◆ **EXCERPT**:

## begin

Binary metadata items are converted into binary numeric metadata items (with 0/1). Categoric metadata with more than two categories can be binarized, such that each category is represented by a separate binary metadata item. Numeric metadata are kept as is. Dates, when specified, are converted into days since the reference date. Note that constant metadata are removed.

metadataToNumeric(
  metadata,
  yes = "Y",
  no = "N",
  na.threshold = 100,
  to.skip = c(),
  binarize = TRUE,
  date.items = c(),
  format = "%d/%m/%y",
  referenceDate = "1/1/1900",
  remove.neg = TRUE
)

Arguments

metadata

a dataframe

yes

the symbol used for the first value in a binary metadata item (e.g. "Y")

no

the symbol used for the second value in a binary metadata item (e.g. "N")

na.threshold

remove metadata with more than the maximum allowed percentage of missing values

to.skip

names of metadata to skip from binarization

binarize

convert categoric metadata items into as many binary metadata items as there are categories (if false, metadata with more than 2 categories are removed)

date.items

names of metadata items that represent dates

format

the format used for the date items (an example date fitting the default format is 26/1/80)

referenceDate

reference date used for conversion of dates into numbers (the reference date format is always d/m/Y)

remove.neg

remove metadata items with negative values

Value

a purely numeric dataframe

## end

◆ **RECORDS PROVIDED**:
## begin

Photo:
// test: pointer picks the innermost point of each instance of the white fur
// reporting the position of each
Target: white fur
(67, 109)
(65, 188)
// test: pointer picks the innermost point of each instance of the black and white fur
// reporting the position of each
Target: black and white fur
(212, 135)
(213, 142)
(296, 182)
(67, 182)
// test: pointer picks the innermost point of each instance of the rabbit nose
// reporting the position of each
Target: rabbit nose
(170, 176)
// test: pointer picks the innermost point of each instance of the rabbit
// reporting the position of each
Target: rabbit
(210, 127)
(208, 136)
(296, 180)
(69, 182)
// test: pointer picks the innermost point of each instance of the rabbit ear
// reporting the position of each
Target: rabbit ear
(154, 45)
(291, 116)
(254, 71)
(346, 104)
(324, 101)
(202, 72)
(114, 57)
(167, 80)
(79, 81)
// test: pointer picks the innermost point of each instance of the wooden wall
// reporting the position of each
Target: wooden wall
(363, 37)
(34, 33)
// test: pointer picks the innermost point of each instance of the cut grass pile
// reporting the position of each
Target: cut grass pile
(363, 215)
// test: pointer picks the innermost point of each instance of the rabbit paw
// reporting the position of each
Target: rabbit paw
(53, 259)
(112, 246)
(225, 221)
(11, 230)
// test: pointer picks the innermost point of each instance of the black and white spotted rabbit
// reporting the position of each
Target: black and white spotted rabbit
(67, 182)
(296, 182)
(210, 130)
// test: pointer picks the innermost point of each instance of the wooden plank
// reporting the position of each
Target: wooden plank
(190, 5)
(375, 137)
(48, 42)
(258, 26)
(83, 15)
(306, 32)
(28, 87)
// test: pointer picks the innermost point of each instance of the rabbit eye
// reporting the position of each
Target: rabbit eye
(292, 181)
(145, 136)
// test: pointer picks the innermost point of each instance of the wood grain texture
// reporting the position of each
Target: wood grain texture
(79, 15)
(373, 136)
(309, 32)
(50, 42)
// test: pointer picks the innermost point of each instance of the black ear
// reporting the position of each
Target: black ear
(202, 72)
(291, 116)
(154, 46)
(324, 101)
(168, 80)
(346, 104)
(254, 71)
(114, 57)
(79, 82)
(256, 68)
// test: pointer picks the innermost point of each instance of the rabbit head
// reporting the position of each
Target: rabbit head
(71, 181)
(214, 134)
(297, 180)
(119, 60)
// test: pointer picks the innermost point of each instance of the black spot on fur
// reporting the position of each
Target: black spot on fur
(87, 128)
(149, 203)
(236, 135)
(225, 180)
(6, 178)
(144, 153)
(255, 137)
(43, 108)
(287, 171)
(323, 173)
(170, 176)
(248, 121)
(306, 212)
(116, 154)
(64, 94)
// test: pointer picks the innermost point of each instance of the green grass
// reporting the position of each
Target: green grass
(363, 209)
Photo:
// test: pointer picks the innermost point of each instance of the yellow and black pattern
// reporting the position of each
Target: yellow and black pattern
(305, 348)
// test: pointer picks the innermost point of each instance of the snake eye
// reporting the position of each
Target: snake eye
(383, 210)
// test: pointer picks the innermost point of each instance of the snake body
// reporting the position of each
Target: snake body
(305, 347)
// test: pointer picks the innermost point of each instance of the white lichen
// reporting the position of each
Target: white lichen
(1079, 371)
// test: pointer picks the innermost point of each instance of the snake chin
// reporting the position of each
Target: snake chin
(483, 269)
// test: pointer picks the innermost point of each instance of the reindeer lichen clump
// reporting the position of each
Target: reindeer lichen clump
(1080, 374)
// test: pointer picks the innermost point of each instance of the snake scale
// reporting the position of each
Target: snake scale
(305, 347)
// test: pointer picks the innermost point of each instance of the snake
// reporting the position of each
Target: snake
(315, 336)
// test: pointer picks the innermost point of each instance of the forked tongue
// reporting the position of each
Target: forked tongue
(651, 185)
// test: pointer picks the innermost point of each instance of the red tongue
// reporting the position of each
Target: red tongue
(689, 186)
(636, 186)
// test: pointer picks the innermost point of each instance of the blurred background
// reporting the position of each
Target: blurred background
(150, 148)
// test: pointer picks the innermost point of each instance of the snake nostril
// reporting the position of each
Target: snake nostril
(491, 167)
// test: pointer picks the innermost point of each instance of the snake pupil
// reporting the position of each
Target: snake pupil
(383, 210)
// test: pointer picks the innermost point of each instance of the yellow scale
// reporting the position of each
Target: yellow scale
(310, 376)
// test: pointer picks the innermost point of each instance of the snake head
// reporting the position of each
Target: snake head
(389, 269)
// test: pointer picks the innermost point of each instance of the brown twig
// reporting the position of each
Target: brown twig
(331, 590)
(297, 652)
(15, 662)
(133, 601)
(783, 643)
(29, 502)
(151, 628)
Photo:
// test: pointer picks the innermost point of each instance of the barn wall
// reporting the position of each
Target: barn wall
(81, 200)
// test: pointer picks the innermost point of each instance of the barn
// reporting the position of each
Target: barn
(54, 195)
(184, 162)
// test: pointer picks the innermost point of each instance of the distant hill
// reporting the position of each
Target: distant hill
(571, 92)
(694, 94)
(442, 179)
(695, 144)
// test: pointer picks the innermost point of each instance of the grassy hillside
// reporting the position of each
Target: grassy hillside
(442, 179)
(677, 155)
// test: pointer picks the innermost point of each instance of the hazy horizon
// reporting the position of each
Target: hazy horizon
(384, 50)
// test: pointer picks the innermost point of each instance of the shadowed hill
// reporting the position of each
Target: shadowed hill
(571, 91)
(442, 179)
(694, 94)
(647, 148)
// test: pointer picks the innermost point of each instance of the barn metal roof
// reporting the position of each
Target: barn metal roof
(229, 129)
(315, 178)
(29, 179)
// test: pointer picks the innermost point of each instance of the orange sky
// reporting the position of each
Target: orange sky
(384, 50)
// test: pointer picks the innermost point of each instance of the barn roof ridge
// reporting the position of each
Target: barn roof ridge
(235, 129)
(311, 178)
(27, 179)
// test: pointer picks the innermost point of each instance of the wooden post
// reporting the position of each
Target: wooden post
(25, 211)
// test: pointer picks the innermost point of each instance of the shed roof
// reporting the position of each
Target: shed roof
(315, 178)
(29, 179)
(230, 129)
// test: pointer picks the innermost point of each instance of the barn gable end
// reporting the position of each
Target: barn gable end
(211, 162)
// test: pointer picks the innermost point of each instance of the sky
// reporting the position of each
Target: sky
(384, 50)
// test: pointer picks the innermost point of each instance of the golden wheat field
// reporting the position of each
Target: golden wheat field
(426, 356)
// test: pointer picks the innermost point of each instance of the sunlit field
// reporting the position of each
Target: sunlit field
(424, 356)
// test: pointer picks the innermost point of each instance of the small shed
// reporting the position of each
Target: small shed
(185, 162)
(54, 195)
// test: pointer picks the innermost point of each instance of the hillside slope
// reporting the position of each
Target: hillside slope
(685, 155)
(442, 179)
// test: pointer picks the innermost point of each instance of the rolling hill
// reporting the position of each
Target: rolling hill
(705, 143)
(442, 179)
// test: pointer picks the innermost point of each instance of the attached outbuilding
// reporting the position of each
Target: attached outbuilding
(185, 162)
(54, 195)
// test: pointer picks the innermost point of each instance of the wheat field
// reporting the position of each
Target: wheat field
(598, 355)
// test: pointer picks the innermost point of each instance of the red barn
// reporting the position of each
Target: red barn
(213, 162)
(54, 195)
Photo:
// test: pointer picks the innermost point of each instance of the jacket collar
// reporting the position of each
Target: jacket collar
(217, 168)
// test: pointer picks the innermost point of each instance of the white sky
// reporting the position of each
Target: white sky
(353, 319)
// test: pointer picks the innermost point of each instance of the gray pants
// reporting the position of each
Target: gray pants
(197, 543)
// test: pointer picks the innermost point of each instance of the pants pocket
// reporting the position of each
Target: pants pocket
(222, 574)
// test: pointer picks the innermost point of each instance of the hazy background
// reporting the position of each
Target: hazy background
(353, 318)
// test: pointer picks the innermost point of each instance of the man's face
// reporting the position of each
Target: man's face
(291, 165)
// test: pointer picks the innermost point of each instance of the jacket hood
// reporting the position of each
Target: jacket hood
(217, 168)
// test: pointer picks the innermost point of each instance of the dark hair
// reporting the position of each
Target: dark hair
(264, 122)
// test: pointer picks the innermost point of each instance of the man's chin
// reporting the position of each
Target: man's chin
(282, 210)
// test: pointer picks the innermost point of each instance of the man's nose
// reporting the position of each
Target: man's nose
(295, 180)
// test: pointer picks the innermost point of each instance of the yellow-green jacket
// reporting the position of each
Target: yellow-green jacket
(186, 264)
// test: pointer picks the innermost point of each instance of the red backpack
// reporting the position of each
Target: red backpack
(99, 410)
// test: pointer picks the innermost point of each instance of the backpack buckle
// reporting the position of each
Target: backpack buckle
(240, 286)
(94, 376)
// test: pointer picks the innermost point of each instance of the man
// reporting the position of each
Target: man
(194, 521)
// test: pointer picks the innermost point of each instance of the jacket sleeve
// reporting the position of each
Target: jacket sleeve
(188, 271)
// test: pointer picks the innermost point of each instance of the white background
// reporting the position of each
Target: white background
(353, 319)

## end

◆ **TASKS TO CARRY OUT**:
1. Output everything in the metadataToNumeric documentation from "Binary metadata items are" down to "metadata are removed.".
2. Does each statement agree with the metadataToNumeric documentation? Answer yes or no for each, and quote the deciding words.
(a) Numeric metadata are left unchanged.
(b) The reference date format follows whatever is set in the format argument.
(c) When binarize is false, categoric metadata with more than two categories are kept unchanged.
3. Translate this sentence from the metadataToNumeric documentation into Spanish: "Dates, when specified, are converted into days since the reference date."
The records are separate material, unrelated to the documentation above.

◆ **REPLIES**:
1.
Binary metadata items are converted into binary numeric metadata items (with 0/1). Categoric metadata with more than two categories can be binarized, such that each category is represented by a separate binary metadata item. Numeric metadata are kept as is. Dates, when specified, are converted into days since the reference date. Note that constant metadata are removed.

2.
(a) Yes: "Numeric metadata are kept as is."
(b) No: "the reference date format is always d/m/Y"
(c) No: "if false, metadata with more than 2 categories are removed"

3. Las fechas, cuando se especifican, se convierten en días transcurridos desde la fecha de referencia.